Omit every picture and return the rest of the data unaltered.

▸ **DATA TO USE**:
#####

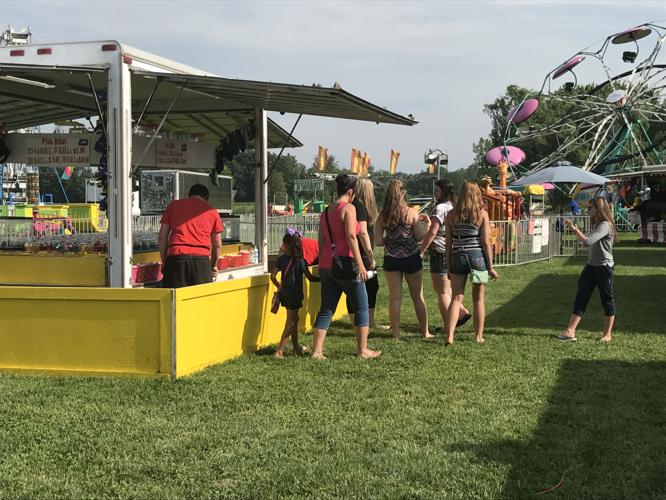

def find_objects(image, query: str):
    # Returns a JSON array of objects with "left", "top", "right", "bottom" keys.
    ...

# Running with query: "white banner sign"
[
  {"left": 155, "top": 141, "right": 190, "bottom": 168},
  {"left": 532, "top": 219, "right": 543, "bottom": 253},
  {"left": 25, "top": 135, "right": 90, "bottom": 167}
]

#####

▸ **RESULT FOR THIS TASK**:
def find_objects(image, query: str):
    # Returns a JSON array of objects with "left", "top", "right", "bottom" keys.
    ...

# Running with query: "white banner sign"
[
  {"left": 155, "top": 141, "right": 190, "bottom": 168},
  {"left": 532, "top": 219, "right": 543, "bottom": 253},
  {"left": 25, "top": 135, "right": 90, "bottom": 167}
]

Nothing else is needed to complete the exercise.